→ GOAL
Copy the lines of the data below, starting with the line that contains "like (58, 64)." and going on through the end, with "photograph" changed to "image" and nothing else altered.

→ DATASET EXTRACT
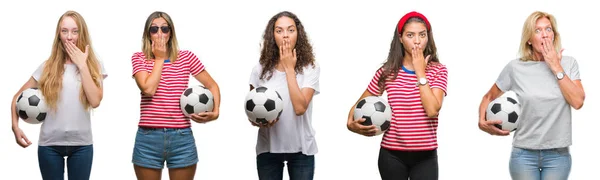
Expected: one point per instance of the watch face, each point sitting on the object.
(422, 81)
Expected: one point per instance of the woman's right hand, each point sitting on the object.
(356, 127)
(159, 48)
(21, 138)
(488, 126)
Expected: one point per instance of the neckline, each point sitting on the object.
(407, 71)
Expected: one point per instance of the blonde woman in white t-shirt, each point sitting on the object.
(71, 82)
(287, 65)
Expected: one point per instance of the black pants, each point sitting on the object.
(401, 165)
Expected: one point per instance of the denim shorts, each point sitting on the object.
(155, 146)
(540, 164)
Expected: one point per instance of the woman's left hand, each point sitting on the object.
(79, 58)
(419, 61)
(551, 57)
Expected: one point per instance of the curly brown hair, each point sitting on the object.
(269, 55)
(396, 55)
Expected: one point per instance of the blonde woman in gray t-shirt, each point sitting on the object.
(71, 82)
(548, 86)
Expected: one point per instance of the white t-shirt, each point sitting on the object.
(291, 134)
(70, 124)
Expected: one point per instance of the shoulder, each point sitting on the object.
(138, 56)
(184, 54)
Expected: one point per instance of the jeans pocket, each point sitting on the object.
(185, 131)
(516, 152)
(144, 131)
(563, 151)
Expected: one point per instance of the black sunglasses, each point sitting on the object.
(164, 29)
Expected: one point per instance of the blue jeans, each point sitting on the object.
(540, 164)
(52, 162)
(300, 166)
(155, 146)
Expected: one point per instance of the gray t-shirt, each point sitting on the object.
(545, 120)
(70, 124)
(292, 133)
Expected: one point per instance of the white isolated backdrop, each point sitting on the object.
(350, 40)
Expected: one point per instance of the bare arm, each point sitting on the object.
(300, 97)
(572, 91)
(430, 98)
(92, 92)
(488, 126)
(19, 135)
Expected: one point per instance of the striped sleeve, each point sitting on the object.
(195, 65)
(137, 63)
(441, 79)
(373, 87)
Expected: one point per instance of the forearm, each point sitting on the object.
(93, 92)
(572, 93)
(482, 107)
(13, 112)
(298, 100)
(428, 99)
(214, 89)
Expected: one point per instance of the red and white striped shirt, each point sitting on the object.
(411, 129)
(162, 110)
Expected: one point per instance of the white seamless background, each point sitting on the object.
(475, 39)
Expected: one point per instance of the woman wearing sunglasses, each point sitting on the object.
(162, 72)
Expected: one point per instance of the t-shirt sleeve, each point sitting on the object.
(195, 65)
(373, 88)
(255, 76)
(103, 70)
(311, 78)
(138, 63)
(504, 81)
(441, 79)
(37, 74)
(574, 73)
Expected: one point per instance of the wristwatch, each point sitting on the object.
(560, 75)
(422, 81)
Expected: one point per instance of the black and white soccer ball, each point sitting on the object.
(263, 105)
(376, 111)
(31, 106)
(506, 108)
(196, 99)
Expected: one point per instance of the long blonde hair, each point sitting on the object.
(52, 76)
(526, 50)
(172, 45)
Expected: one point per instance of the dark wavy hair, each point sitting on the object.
(396, 55)
(269, 55)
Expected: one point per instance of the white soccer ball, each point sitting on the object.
(31, 106)
(506, 108)
(376, 111)
(196, 99)
(263, 105)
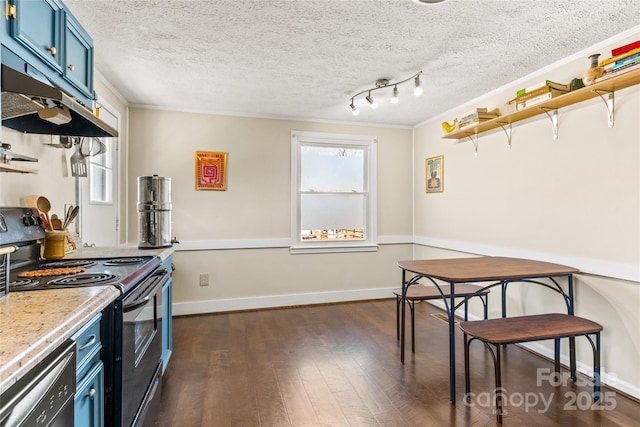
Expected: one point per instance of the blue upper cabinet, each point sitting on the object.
(78, 55)
(37, 26)
(45, 36)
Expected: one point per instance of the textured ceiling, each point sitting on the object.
(304, 59)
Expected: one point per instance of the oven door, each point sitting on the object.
(141, 342)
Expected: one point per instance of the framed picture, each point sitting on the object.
(435, 174)
(211, 171)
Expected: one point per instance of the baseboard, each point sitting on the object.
(273, 301)
(607, 379)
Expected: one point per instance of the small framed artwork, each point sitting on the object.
(211, 170)
(435, 174)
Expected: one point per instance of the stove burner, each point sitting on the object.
(123, 261)
(20, 284)
(70, 263)
(84, 279)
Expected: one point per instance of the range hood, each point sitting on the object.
(32, 106)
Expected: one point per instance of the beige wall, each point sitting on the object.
(240, 237)
(107, 95)
(575, 201)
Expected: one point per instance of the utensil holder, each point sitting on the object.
(69, 242)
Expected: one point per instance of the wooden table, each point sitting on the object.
(500, 271)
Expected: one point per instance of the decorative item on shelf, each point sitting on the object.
(435, 174)
(478, 115)
(595, 71)
(382, 84)
(450, 128)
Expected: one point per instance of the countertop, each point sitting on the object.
(34, 323)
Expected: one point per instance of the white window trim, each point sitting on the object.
(367, 245)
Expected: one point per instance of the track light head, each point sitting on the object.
(417, 91)
(372, 102)
(383, 84)
(394, 97)
(354, 108)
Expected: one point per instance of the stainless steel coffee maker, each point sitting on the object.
(154, 211)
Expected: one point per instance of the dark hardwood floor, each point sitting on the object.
(339, 365)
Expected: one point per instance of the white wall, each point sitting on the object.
(54, 179)
(240, 237)
(574, 201)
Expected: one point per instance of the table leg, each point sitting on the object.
(452, 345)
(503, 287)
(572, 340)
(403, 303)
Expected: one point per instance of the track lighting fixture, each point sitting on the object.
(354, 108)
(373, 104)
(394, 97)
(384, 83)
(417, 91)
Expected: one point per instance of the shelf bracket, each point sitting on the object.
(506, 127)
(608, 102)
(473, 137)
(552, 113)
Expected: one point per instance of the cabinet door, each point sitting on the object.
(78, 56)
(167, 344)
(38, 28)
(89, 400)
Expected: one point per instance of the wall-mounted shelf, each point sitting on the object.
(19, 169)
(550, 107)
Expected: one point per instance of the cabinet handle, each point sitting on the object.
(89, 344)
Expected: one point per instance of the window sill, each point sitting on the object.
(332, 249)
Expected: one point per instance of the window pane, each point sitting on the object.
(332, 169)
(332, 211)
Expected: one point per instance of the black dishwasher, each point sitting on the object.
(44, 396)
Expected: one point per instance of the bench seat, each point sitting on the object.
(520, 329)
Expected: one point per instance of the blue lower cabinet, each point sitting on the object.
(167, 344)
(89, 400)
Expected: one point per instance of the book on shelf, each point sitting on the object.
(619, 57)
(620, 71)
(576, 84)
(622, 62)
(626, 48)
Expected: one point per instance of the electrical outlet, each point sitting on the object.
(204, 279)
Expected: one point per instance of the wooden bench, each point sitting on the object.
(512, 330)
(418, 292)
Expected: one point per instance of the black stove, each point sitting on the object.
(130, 327)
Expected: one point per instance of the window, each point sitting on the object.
(333, 196)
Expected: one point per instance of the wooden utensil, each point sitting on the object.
(65, 222)
(71, 217)
(44, 206)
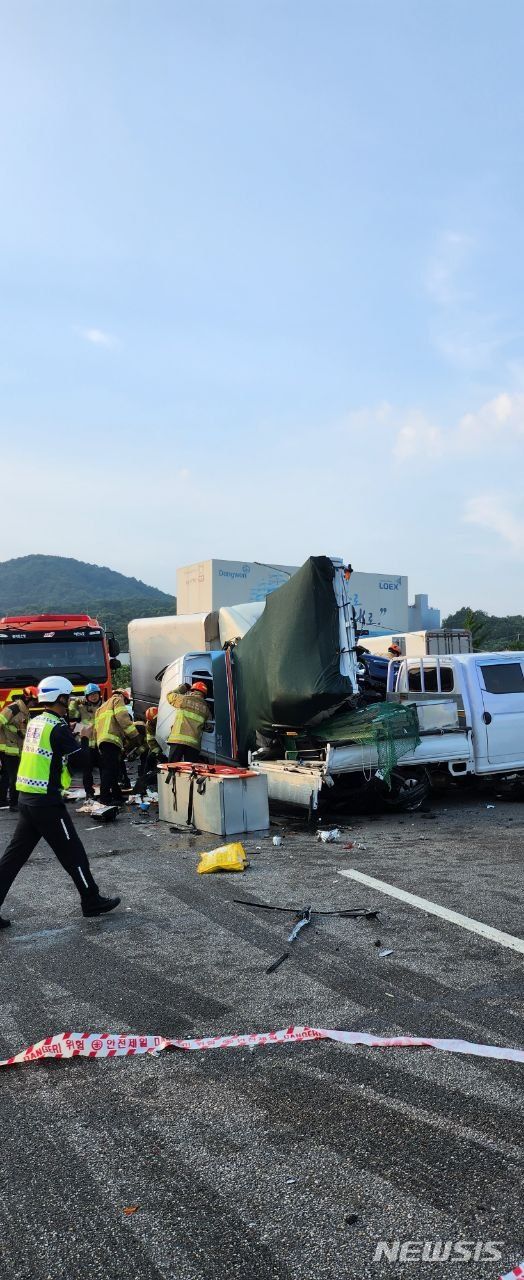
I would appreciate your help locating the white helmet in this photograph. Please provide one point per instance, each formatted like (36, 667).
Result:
(53, 688)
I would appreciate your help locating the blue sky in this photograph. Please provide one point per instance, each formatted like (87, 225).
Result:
(262, 286)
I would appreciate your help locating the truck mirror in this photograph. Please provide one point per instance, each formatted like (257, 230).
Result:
(113, 645)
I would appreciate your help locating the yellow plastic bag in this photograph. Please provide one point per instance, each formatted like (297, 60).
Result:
(228, 858)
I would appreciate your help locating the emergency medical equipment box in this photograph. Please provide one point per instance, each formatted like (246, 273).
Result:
(213, 798)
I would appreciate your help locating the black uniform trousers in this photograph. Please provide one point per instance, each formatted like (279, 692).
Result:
(110, 763)
(49, 822)
(8, 778)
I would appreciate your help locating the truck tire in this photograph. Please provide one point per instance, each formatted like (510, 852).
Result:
(409, 791)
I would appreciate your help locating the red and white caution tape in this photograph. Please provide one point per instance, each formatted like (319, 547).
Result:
(106, 1045)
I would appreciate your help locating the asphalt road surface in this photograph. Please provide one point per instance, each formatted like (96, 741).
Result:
(288, 1162)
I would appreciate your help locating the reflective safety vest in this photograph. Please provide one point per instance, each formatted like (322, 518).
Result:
(151, 744)
(190, 720)
(113, 723)
(85, 714)
(13, 723)
(35, 767)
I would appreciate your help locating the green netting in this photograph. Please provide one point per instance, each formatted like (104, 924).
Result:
(391, 727)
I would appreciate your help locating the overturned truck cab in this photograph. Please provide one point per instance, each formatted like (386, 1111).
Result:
(286, 700)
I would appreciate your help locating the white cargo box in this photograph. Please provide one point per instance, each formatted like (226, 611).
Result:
(224, 803)
(436, 717)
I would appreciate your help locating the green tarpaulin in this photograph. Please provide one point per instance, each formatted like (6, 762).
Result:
(287, 666)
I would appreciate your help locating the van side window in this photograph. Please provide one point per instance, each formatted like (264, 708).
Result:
(504, 677)
(431, 680)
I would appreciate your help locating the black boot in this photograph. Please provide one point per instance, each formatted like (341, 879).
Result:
(99, 905)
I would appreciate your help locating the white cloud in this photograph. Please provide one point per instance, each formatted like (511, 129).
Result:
(99, 337)
(445, 268)
(418, 435)
(492, 511)
(468, 337)
(499, 423)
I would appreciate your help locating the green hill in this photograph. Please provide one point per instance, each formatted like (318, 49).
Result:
(54, 584)
(488, 631)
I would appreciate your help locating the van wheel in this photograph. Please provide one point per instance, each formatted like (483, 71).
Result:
(409, 791)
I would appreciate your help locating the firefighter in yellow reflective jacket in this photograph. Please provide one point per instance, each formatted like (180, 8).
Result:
(13, 725)
(151, 755)
(114, 735)
(190, 721)
(82, 712)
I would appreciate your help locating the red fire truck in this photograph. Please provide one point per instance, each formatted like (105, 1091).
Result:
(60, 644)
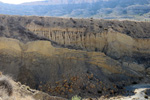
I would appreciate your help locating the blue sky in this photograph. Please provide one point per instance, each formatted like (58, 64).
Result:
(18, 1)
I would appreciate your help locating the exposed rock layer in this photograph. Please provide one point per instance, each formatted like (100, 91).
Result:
(109, 54)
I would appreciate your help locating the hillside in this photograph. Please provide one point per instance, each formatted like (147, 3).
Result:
(106, 9)
(66, 57)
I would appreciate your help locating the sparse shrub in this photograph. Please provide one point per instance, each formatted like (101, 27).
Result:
(76, 98)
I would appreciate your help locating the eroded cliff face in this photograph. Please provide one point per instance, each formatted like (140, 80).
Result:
(64, 72)
(65, 57)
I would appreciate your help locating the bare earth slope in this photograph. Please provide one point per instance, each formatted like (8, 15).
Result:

→ RESPONSE TO THIS TASK
I would appreciate your help locating the blue sky in this image. Please provide one point per instance, each formatted like (58, 64).
Result:
(18, 1)
I would appreciate your help locating the exposed rock layer in this image. Please provide one point per instance, each formatted like (100, 91).
Result:
(109, 54)
I would appreciate your help locating the hillside in this image. Please provide one point per instance, each formatted like (147, 3).
Result:
(106, 9)
(66, 57)
I would appreciate your help locating the sparse shrub in this image. Please provide one point per instance, each formatted like (101, 27).
Result:
(76, 98)
I would appreciate your help locating the eroded cliff face in this image. Please provide one point per instance, each formatted like (140, 80).
Result:
(64, 72)
(65, 57)
I would appreciate your help locating the bare earth slope in this image. Please provide one point per instance, each formatted like (8, 15).
Result:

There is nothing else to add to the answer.